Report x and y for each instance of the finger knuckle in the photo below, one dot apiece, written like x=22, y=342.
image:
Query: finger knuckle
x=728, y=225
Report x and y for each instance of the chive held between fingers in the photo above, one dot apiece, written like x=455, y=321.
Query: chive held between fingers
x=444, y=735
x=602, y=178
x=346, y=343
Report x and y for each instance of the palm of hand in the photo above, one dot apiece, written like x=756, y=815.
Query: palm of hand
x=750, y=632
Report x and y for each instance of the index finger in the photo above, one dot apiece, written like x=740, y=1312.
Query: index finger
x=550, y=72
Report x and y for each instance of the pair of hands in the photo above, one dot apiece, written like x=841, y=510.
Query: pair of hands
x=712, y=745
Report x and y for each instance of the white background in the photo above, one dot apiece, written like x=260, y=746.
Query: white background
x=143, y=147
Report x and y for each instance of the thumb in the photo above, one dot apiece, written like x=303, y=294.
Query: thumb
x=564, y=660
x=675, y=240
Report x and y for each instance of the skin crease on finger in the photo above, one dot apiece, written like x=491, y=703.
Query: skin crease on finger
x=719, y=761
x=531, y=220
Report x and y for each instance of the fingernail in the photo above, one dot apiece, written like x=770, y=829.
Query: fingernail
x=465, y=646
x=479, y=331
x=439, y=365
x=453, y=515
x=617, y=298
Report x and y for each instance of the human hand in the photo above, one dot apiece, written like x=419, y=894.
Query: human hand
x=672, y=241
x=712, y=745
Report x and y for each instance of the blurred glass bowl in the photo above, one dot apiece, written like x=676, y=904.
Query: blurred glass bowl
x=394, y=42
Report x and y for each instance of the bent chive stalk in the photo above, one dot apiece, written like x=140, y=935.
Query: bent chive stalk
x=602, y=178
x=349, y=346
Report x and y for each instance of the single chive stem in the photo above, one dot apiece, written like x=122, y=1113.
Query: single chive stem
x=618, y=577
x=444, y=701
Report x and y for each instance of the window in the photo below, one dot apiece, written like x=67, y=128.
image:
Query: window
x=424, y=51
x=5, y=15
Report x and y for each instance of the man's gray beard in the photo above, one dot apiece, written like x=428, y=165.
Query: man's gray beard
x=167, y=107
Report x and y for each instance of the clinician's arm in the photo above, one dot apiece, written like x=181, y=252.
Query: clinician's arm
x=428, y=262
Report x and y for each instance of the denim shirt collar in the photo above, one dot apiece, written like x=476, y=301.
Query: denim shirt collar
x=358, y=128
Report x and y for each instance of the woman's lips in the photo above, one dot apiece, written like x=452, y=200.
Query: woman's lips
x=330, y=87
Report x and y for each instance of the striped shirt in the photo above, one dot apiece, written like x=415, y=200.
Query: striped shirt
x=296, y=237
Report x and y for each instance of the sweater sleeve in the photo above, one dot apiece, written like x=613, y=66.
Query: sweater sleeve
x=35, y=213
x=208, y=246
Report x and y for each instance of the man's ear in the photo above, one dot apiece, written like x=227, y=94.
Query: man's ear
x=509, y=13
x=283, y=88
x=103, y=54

============

[EXERCISE DESCRIPTION]
Write out all of the material above word for word, changing nothing.

[EXERCISE SOLUTION]
Report x and y for each instance of the finger knuckle in the photo below, one dot apiece, written like x=22, y=342.
image:
Query: finger knuckle
x=728, y=225
Report x and y for each instance of the chive held between fingers in the photo above, one dot apiece, written like x=455, y=321.
Query: chive held between fingers
x=444, y=735
x=602, y=178
x=346, y=343
Report x and y for each instance of the palm of hand in the photo above, one dot apiece, written like x=756, y=815.
Query: palm of hand
x=750, y=632
Report x and y for each instance of the index finger in the photo above, one dot apiece, written like x=740, y=1312.
Query: index finger
x=550, y=72
Report x and y for each instance of the pair of hands in the photo above, one dot apiece, written like x=841, y=510.
Query: pair of hands
x=712, y=745
Report x and y for each instance of the white background in the photo above, one dot apiece, written like x=260, y=746.
Query: white background
x=143, y=147
Report x and y for each instance of the thumb in the photo above, one dot apiece, written like x=303, y=294.
Query: thumb
x=564, y=660
x=675, y=240
Report x and y for each instance of the skin crease on finger in the photo above, one dot apiece, written like x=491, y=703.
Query: skin crease on finger
x=719, y=761
x=531, y=220
Report x and y for each instance of the fingernail in the photo above, one dot apiece, written like x=770, y=829.
Query: fingernail
x=465, y=646
x=479, y=331
x=439, y=365
x=453, y=515
x=617, y=298
Report x and y for each instance of the human hand in the photo above, one dot apiece, written like x=419, y=894.
Query: human hand
x=672, y=241
x=712, y=745
Report x and y for each instance of the blurred glass bowl in the photo above, one dot apiece, written like x=676, y=904.
Query: blurred glass bowl
x=394, y=42
Report x and y for each instance of the bent chive stalk in the photo above, one dot apiece, written like x=140, y=935.
Query: bent chive stalk
x=602, y=178
x=349, y=346
Report x and y for each instance of the single chive stem in the photo above, one dot apiece, written like x=122, y=1113.
Query: single chive stem
x=618, y=577
x=444, y=701
Report x and y for each instance of the window in the photo below, one dot apiece, written like x=67, y=128.
image:
Query: window
x=424, y=51
x=5, y=15
Report x and y for each instance of the man's gray beard in the photo above, one dot apiece, written like x=428, y=165.
Query: man's gray beard
x=167, y=107
Report x and y for each instance of the clinician's arm in the photo above, one dot apiece, written like x=181, y=252.
Query: clinician's arm
x=428, y=262
Report x and y for each instance of the denim shirt collar in the photo above, one dot apiece, written like x=476, y=301.
Query: denim shirt collar
x=358, y=128
Report x and y for each instance of the woman's lips in the photo above, one dot apiece, written like x=452, y=200.
Query: woman's lips
x=330, y=87
Report x and y for each instance of the striped shirt in the photo above, one dot apiece, written like x=415, y=200.
Query: striped shirt
x=296, y=237
Report x and y for each instance of the sweater sleeve in the photo above, one dot apiece, written like x=613, y=66.
Query: sweater sleeve
x=35, y=213
x=208, y=246
Report x and y for each instance of the man's ear in the photo above, one dot apiece, written like x=227, y=94.
Query: man's ear
x=509, y=13
x=283, y=88
x=103, y=54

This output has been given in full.